• EXERCISE TASKS:
**a.** Render this sentence from the passage on Polish social policy into German: "The 1952 Constitution guaranteed everyone equal access to all goods and services and obliged the state to provide them as needed."
**b.** Reproduce everything in the passage on Polish social policy from "1 From Socialist" down to "constantly growing needs.".
-- QUOTED PASSAGE follows --
1 From Socialist to Liberal Utopia: Changes in Poland’s Social Policy since 1989

Józefina Hrynkiewicz

Polish Social Policy 1945-89 - The Utopia of Socialism

After 1945, Polish social policy took its inspiration from the communist social utopia where everyone is entitled to everything and the state is the exclusive distributor of goods and services in accordance with needs of citizens. Equality, elevated to the status of a constitutional principle, was the basic expressed value of social policy. The 1952 Constitution guaranteed everyone equal access to all goods and services and obliged the state to provide them as needed. This concept of social policy defines the state as a philanthropist with unlimited ability to meet constantly growing needs.
The implementation of this principle was obviously impossible. The obligations contained in the Constitution could not be fulfilled even by the richest country. From 1945-89, the ideal was acknowledged but its full implementation was postponed into an indefinite future. In the meantime, access to social goods was distributed in relation to the value attached to different groups within the society.1 In principle, everyone was entitled to everything: in practice, those who were thought to be most important for the preservation of the communist political and economic order had priority claims on goods and services.
The result was the development of a culture where it was assumed that the state gave everything, including a job, income, vacations, education, lodging, retirement pensions, benefits, scholarships, cheap books, medical care, etc. The state decided arbitrarily about what and how much, when and under which conditions it might give. Thereby, the state controlled citizens, since it not only decided the principles of distribution, but itself carried them out. The control of citizens went even deeper, as most goods and services were available almost exclusively within the state controlled (rationed) distribution system. During the 1980s (the years of martial law and after) strict control was imposed upon distribution of all goods (ā€˜coupon sale’).
Access to goods and services was closely connected to employment, since work was not only a right, but also an obligation of a citizen. Apart from their economic or administrative functions, state workplaces - the only kind which existed - organized social services and distributed social goods and benefits. They built houses and allocated them; organized, and controlled access to, vacation facilities for employees and their families. They built stadiums and physical recreation centres (sports fields and halls) and organized services in the fields of health protection and care, education and child care, recreation, leisure, and culture. They engaged themselves in social welfare activities. Workplaces shared out the most desired goods and services, which were permanently in short supply - dwellings, cars, household equipment, opportunities for tourism and so on. This mechanism for distribution was essential, since wages were low and the production or supply of all goods and services was nationalized. For more than 45 years wages were merely a supplement to goods, benefits and social services allocated by the state. A long-term low-wage policy tied the living standards of citizens to the benefits allocated by the state and deprived them of any opportunity to prosper from their own activity, far-sightedness and providence. It also denied them responsibility for their own social security and well-being.
-- QUOTED PASSAGE concluded --
-- SOURCE DATA follows --
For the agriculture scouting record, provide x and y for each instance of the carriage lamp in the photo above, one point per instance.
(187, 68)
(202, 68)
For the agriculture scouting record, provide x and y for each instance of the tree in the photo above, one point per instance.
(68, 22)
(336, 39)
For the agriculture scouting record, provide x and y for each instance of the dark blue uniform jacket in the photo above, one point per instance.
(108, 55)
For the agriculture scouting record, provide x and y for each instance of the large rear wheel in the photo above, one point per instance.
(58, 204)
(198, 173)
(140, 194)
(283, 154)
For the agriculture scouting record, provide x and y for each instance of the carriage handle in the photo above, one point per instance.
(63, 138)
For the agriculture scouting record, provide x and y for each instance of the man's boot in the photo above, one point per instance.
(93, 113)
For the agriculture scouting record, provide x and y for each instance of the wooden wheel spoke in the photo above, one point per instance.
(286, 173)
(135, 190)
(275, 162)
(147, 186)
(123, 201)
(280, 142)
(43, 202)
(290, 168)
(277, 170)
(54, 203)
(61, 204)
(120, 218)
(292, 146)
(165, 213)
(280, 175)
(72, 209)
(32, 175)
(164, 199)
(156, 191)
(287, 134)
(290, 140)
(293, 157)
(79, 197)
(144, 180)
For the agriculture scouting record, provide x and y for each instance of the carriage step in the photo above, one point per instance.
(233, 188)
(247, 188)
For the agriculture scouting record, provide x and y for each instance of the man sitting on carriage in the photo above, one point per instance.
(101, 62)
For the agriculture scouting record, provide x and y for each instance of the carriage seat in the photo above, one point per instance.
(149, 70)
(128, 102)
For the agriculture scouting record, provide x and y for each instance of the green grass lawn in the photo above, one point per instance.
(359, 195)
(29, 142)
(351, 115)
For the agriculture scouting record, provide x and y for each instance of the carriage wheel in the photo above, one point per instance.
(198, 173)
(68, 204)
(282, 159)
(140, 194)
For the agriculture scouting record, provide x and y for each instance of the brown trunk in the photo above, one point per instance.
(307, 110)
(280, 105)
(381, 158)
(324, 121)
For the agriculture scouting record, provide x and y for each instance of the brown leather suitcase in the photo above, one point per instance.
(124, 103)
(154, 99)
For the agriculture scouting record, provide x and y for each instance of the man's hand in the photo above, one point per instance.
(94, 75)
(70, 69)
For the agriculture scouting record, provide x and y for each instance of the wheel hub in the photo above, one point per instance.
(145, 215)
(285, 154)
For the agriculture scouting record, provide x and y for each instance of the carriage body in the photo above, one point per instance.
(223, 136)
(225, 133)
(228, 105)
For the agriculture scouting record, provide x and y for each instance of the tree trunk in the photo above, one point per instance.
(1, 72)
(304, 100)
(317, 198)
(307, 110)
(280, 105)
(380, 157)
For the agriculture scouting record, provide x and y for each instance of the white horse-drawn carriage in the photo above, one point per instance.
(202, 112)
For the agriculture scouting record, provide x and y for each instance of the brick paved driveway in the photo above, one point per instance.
-- SOURCE DATA concluded --
• RESPONSES BY TASK:
**a.** Die Verfassung von 1952 garantierte allen gleichen Zugang zu allen Gütern und Dienstleistungen und verpflichtete den Staat, diese nach Bedarf bereitzustellen.

**b.**
1 From Socialist to Liberal Utopia: Changes in Poland’s Social Policy since 1989

Józefina Hrynkiewicz

Polish Social Policy 1945-89 - The Utopia of Socialism

After 1945, Polish social policy took its inspiration from the communist social utopia where everyone is entitled to everything and the state is the exclusive distributor of goods and services in accordance with needs of citizens. Equality, elevated to the status of a constitutional principle, was the basic expressed value of social policy. The 1952 Constitution guaranteed everyone equal access to all goods and services and obliged the state to provide them as needed. This concept of social policy defines the state as a philanthropist with unlimited ability to meet constantly growing needs.